### 課題一覧:
(1) 研究報告によると、モンスーンは何に大きな影響を与えていましたか。
(2) 研究報告のキーワード欄に挙げられている語をすべて書き出してください。
(3) 研究報告から、「2022 Fiscal Year」から「東洋文化研究所, 准教授 (30712567)」までの部分をそのまま抜き出してください。

### 本文:
════════════════════

2022 Fiscal Year Research-status Report
植民地化によるインド西部の農村社会の変容:前植民地期からの連続的考察
Project/Area Number |
22K00928
|
Research Institution | The University of Tokyo |
Principal Investigator |
小川 道大 東京大学, 東洋文化研究所, 准教授 (30712567)
|
Project Period (FY) |
2022-04-01 – 2026-03-31
|
Keywords | インド / マラーター / ボンベイ管区 / 植民地化 / 土地制度 |
Outline of Annual Research Achievements |
初年度は、村・郡の税記録に関して、すでに入手済みの記録の納税者リストの入力作業を開始した。関連文献に関しては、新たに出版された文献を中心に入手した。税記録から見える農民・職人の活動と植民地下での変化が本研究での注目すべき点の一つとなるため、商業・農業に関わる文献の収集を開始し、天候や飢饉・疾病に関する文献などを幅広く入手した。この文献の分析する中で、モンスーンが商業・農業にともに大きな影響を与えていたことが明らかになり、雨季・乾季など季節の周期に応じて、これまで収集してきた農業および商業記録を統合する着想を得た。こうした視点により農閑期の農民の活動に注目することが可能となり、地理情報システム(GIS)による空間的統合に並ぶ新たな史料統合の手法を得た。 また農業に関しては耕作地のみならず荒蕪地・休閑地の利用を分析することで、農村における軍人・軍隊も関わる土地利用の在り方を示して徴税業務と軍務の関係を考察することで、中央・地方政府にとっての農村の役割を再考した。これまで入手したマハーラーシュトラ州立文書館プネー分館(Maharashtra State Archives, Pune)および同州立文書館ムンバイ本館(Maharashtra State Archives, Mumbai)の史料を比較・照合することで、前植民地期のマラーター支配下での徴税業務担当者と軍人の対立が、形を変えて植民地期の英領支配下にあっても継続していることを示した。前植民地期から植民地期への農村社会および農地利用の継続と変化を考察する端緒を得た。
|
Current Status of Research Progress |
Current Status of Research Progress
3: Progress in research has been slightly delayed.

════════════════════

### コレクションの項目:
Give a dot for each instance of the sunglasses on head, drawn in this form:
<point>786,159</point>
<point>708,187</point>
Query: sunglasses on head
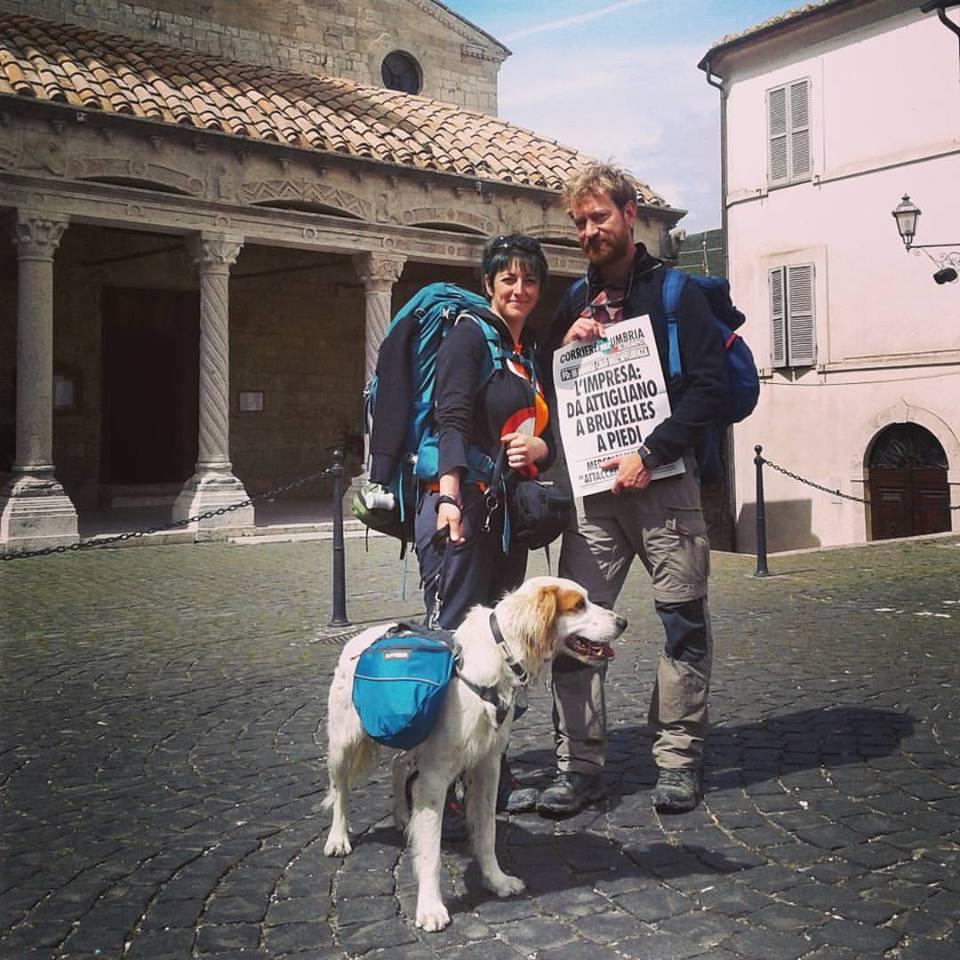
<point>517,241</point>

════════════════════

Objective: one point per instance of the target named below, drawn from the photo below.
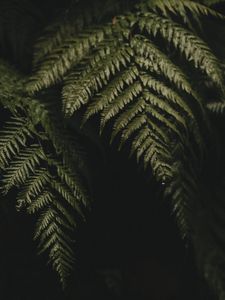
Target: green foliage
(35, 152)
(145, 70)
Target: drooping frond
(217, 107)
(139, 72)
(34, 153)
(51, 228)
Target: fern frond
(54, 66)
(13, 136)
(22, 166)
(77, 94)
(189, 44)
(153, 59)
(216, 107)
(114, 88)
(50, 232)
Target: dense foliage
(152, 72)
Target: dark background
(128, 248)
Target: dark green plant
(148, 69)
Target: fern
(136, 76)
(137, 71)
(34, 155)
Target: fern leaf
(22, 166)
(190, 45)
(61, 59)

════════════════════

### 各課題の解答:
(1) 商業と農業の両方に大きな影響を与えていました。

(2) インド、マラーター、ボンベイ管区、植民地化、土地制度

(3)
2022 Fiscal Year Research-status Report
植民地化によるインド西部の農村社会の変容:前植民地期からの連続的考察
Project/Area Number |
22K00928
|
Research Institution | The University of Tokyo |
Principal Investigator |
小川 道大 東京大学, 東洋文化研究所, 准教授 (30712567)